WORK INSTRUCTION: An exact, complete copy of the entries that follow is needed.

DATA SUPPLIED:
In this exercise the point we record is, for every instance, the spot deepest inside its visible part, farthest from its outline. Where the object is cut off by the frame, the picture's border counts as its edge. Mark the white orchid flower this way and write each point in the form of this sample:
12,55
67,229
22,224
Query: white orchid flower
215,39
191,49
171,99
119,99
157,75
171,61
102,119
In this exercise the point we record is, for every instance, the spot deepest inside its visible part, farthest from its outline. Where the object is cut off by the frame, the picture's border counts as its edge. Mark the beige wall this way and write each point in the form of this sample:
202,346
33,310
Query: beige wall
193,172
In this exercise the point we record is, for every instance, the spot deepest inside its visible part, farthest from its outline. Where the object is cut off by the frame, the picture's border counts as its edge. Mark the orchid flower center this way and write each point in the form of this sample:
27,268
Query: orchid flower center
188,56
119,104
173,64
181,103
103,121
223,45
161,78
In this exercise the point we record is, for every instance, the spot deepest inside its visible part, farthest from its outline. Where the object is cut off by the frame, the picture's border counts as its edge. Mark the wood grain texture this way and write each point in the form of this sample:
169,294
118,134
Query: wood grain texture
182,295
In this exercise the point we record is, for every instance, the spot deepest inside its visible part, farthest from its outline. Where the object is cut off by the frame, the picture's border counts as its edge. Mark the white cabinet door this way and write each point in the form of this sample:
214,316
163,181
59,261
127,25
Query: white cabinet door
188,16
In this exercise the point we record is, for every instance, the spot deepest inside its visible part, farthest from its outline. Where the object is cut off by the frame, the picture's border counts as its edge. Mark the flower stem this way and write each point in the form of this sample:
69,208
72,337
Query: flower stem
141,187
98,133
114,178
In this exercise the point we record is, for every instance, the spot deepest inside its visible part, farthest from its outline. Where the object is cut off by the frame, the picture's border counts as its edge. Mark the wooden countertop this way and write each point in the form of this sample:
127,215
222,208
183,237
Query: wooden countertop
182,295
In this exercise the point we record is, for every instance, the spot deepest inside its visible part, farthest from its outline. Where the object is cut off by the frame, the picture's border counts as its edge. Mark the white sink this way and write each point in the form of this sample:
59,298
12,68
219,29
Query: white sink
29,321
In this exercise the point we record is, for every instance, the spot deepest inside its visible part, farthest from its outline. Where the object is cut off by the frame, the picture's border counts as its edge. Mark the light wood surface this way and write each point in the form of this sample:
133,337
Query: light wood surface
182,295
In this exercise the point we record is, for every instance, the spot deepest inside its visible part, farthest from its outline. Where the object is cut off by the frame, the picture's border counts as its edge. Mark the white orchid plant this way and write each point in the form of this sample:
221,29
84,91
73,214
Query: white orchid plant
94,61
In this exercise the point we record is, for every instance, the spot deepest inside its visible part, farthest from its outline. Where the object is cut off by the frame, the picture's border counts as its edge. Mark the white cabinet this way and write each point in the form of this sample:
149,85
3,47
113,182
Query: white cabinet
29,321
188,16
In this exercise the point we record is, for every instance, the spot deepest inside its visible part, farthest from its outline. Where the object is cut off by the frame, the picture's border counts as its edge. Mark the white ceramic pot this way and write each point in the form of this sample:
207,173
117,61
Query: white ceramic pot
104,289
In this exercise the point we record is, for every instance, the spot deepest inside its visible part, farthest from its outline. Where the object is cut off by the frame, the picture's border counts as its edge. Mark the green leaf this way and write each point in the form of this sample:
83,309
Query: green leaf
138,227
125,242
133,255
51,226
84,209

TASK OUTPUT:
In this exercise the point we record is, for every instance, the spot deepest inside its visible part, farthest from its outline. Where the object is cut off by the frame, the picture's border counts as its edge. Mark the white orchid flower this way and write each point in the form of this sample:
12,55
67,229
22,224
Query: white orchid flower
215,39
191,49
171,99
119,99
157,75
171,61
102,119
In this exercise the point we record is, for every instance, the spot deepest inside its visible part, farthest from its outline. Where the object is cut off by the frame, the picture's border counts as its edge. Mark the beige wall this way and write each point in the form of this sample:
202,346
33,310
Query: beige wall
193,172
In this exercise the point we record is, for every instance, the spot deepest inside its visible part, farthest from its outline. Where the object is cut off by the frame, the picture's border counts as its edge. Mark the orchid flower center this way and write each point in the form of this sample:
27,268
Query: orchid flower center
188,56
119,104
173,64
181,103
103,121
223,45
161,78
In this exercise the point we record is, for every instance, the spot deepest inside its visible part, farthest from its outline. Where the object is cut off by the frame, the picture's border counts as its edge. Mark the wood grain texture this way and write each point in the form of this sample:
169,294
118,134
Query: wood grain texture
182,295
In this exercise the point we record is, for every instance, the spot deepest inside its visible part, farthest from its outline. Where the object is cut off by the frame, the picture's border counts as its edge. Mark the white cabinet door this way and write each point in the form of this sample:
214,316
163,181
59,261
127,25
Query: white cabinet door
188,16
In this exercise the point we record is, for every instance, the spot deepest inside its visible part, farthest from its outline. Where the object is cut off by the frame, the picture's border counts as its edge. Mark the flower stem this way and write each point in the form of this sample:
69,208
72,337
Query: flower stem
141,187
98,133
114,178
In this exercise the point we record is, for every instance, the spot deepest inside its visible part, farthest from its outline. Where the object is cut off by the frame, the picture's border counts as its edge. Mark the wooden countertop this way and write each point in the form of this sample:
127,215
222,208
183,237
Query: wooden countertop
182,295
In this exercise the point we record is, for every instance, the spot deepest inside its visible part, farthest from its outline. Where the object is cut off by the frame, the picture's border counts as its edge. Mark the white sink this way and write each point in the form of this sample:
59,298
12,68
219,29
Query: white sink
29,321
In this exercise the point we record is, for every instance, the spot deepest inside its visible part, farthest from its outline. Where the object is cut off by the frame, the picture's border counts as its edge. Mark the light wood surface this way and write each point in the form of this sample:
133,337
Query: light wood surface
182,295
In this exercise the point we record is, for every instance, the spot deepest inside its visible part, farthest from its outline. Where the object is cut off by the frame, the picture's border counts as its edge. Mark the white orchid plant this way and write each point in the form of this sample:
221,29
84,91
73,214
Query: white orchid plant
94,61
In this exercise the point we record is, for every instance, the spot deepest inside its visible part, farthest from its outline. Where the object is cut off by the frame, the picture's border counts as its edge. Mark the white cabinet this way and write each point in the form of this sample:
149,85
3,47
113,182
Query: white cabinet
29,321
188,16
In this exercise the point we record is, for every instance, the spot deepest inside its visible part, farthest from its outline. Where the object is cut off by the frame, the picture's border counts as its edge. Mark the white ceramic pot this way and write each point in the form of this sample:
207,173
117,61
Query: white ceramic pot
104,289
In this exercise the point we record is, for every instance, the spot deepest inside its visible part, farthest from its outline. Where the object is cut off by the frame, the picture's border counts as its edge. Mark the green leaf this way and write each point in the form of this sample:
83,309
Query: green leaf
138,227
125,242
133,255
51,226
84,209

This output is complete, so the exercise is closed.